Excerpt provided -

--- START ---

He believes that a leader should give people more options. “Creating as many different opportunities and allowing people to define their success is crucial.” Supporters refer to the Fetterman Effect, which led to Braddock getting more attention and resources than other struggling towns in the Rust Belt. Despite his appeal, his progress is slow and he is not without critics. But lifelong resident Jeremy Cannon sums up Fetterman’s efforts: “He’s one of the few people that gave us hope for the future. He gave us opportunities with jobs. He just gave us a reason to wake up every day and a place to go.”
A leader’s greatest challenge is regoaling, which reclaims willpower from the pursuit of unattainable goals. Regoaling requires you to change course after days, months, or years of convincing others that you were on the right path and then realizing that you weren’t.
Regoaling is where hope meets courage. Leading with hope is easy when the odds are in our favor or when we can recruit a team and develop a plan that can help us beat the odds. It is a different matter when the odds are truly insurmountable. In the face of such odds,
some leaders engage in conspiracy and silence, deluding themselves and others about what might happen, while they cling to goals that are no longer viable or realistic. Other leaders—the ones we want in our lives—guide us toward choices that balance our rational and emotional interests. They are at their best in the worst of times.
I learned how great leaders face the toughest of circumstances from an unlikely source: a pediatrician. Chris Feudtner, who works at the Children’s Hospital of Philadelphia, is not your typical kid doc. He is one of a few dozen palliative pediatric care physicians in the world. That means he spends every day helping families who are losing their fight for the lives of children.
Years ago, Dr. Feudtner realized that hope is what sustains families who are working toward one vital goal: keeping their child alive. Then, when all forms of treatment have been tried and all tests point to failing health and imminent death, Feudtner teaches families to reinvest their hopes in a new goal: helping their child die peacefully. In one of our discussions, he convinced me that there is one right we should all have when we are out of treatment options. “You have to pick your modus exodus, the way that you die,” Dr. Feudtner said.
When Feudtner’s families regoal, they take the support and energy they have devoted to keeping their child alive and redirect it to letting the child go peacefully. Every day, Feudtner helps parents face the hardest decision they will ever make, framing the options in real terms, preparing families for what is probable and what is possible. “I ask them, ‘What is the best way to love your child now?’ ” This opens up one of the hardest conversations imaginable. Dr. Feudtner has been shoulder to shoulder with hundreds of families who have grappled with that question. How they answer it can make the difference between a grief that rips the remaining family apart, or allows them to heal slowly together.

--- END ---

Recorded information -
--- START ---

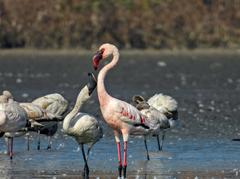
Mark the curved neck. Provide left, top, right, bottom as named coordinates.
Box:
left=97, top=50, right=119, bottom=106
left=63, top=86, right=90, bottom=133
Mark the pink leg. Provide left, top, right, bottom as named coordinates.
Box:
left=114, top=130, right=122, bottom=178
left=117, top=142, right=122, bottom=178
left=9, top=137, right=13, bottom=160
left=6, top=137, right=10, bottom=155
left=123, top=141, right=127, bottom=178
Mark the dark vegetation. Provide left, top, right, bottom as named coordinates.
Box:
left=0, top=0, right=240, bottom=49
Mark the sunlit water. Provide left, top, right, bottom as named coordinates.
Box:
left=0, top=51, right=240, bottom=178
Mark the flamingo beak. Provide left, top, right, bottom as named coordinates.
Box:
left=93, top=51, right=102, bottom=70
left=87, top=73, right=97, bottom=96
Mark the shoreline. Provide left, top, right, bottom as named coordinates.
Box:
left=0, top=48, right=240, bottom=56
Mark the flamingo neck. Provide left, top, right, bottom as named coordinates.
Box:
left=97, top=49, right=119, bottom=106
left=63, top=86, right=90, bottom=133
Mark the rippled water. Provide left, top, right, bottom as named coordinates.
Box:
left=0, top=51, right=240, bottom=178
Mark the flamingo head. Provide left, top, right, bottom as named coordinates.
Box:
left=92, top=43, right=117, bottom=70
left=132, top=95, right=150, bottom=111
left=0, top=110, right=6, bottom=126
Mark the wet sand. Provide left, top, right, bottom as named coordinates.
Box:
left=0, top=53, right=240, bottom=178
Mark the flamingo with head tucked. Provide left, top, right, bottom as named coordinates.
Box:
left=132, top=93, right=178, bottom=151
left=93, top=44, right=149, bottom=178
left=30, top=93, right=68, bottom=150
left=0, top=91, right=28, bottom=159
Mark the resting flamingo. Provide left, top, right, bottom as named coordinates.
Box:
left=63, top=74, right=103, bottom=179
left=132, top=95, right=169, bottom=160
left=93, top=44, right=152, bottom=178
left=0, top=91, right=27, bottom=159
left=147, top=93, right=179, bottom=151
left=132, top=93, right=178, bottom=151
left=30, top=93, right=68, bottom=150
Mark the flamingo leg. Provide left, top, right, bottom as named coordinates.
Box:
left=84, top=145, right=93, bottom=175
left=37, top=130, right=40, bottom=150
left=5, top=137, right=10, bottom=155
left=157, top=134, right=161, bottom=151
left=47, top=136, right=52, bottom=150
left=123, top=141, right=127, bottom=178
left=159, top=131, right=166, bottom=151
left=114, top=131, right=122, bottom=178
left=122, top=134, right=128, bottom=178
left=26, top=133, right=30, bottom=151
left=9, top=137, right=13, bottom=160
left=80, top=144, right=89, bottom=179
left=144, top=136, right=150, bottom=160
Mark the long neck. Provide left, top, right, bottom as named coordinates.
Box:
left=63, top=86, right=90, bottom=133
left=97, top=50, right=119, bottom=106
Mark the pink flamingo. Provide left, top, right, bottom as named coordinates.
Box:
left=93, top=44, right=149, bottom=178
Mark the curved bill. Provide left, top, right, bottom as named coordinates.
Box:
left=87, top=73, right=97, bottom=96
left=92, top=51, right=102, bottom=70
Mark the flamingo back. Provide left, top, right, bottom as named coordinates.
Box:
left=32, top=93, right=68, bottom=116
left=0, top=101, right=27, bottom=132
left=147, top=93, right=178, bottom=112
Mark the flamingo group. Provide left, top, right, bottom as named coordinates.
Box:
left=0, top=43, right=178, bottom=179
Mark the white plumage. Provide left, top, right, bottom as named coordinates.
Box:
left=133, top=93, right=178, bottom=155
left=0, top=91, right=27, bottom=159
left=147, top=93, right=178, bottom=112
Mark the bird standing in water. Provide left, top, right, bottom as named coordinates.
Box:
left=63, top=74, right=103, bottom=179
left=132, top=93, right=178, bottom=151
left=93, top=44, right=149, bottom=178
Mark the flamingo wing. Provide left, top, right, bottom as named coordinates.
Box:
left=20, top=103, right=46, bottom=120
left=118, top=101, right=148, bottom=128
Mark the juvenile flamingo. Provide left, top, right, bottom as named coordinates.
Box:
left=63, top=74, right=103, bottom=179
left=93, top=44, right=149, bottom=178
left=30, top=93, right=68, bottom=150
left=132, top=93, right=178, bottom=151
left=0, top=91, right=27, bottom=159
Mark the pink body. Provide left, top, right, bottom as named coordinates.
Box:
left=93, top=44, right=148, bottom=178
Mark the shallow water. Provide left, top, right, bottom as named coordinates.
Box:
left=0, top=51, right=240, bottom=178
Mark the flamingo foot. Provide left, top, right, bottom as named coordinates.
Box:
left=82, top=167, right=89, bottom=179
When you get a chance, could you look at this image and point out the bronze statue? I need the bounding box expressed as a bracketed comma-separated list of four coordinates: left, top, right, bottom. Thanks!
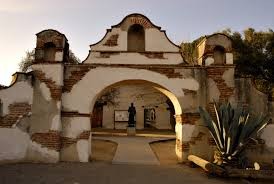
[128, 103, 136, 127]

--- END ---

Goal of the exercise -
Answer these from the excerpt on leadership and hope:
1. What do supporters call the effect that brought Braddock more attention and resources?
2. At which hospital does Chris Feudtner work?
3. What question does Feudtner ask parents?
The data has nothing to do with what comes next.

Answer to the problem -
1. The Fetterman Effect.
2. The Children's Hospital of Philadelphia.
3. "What is the best way to love your child now?"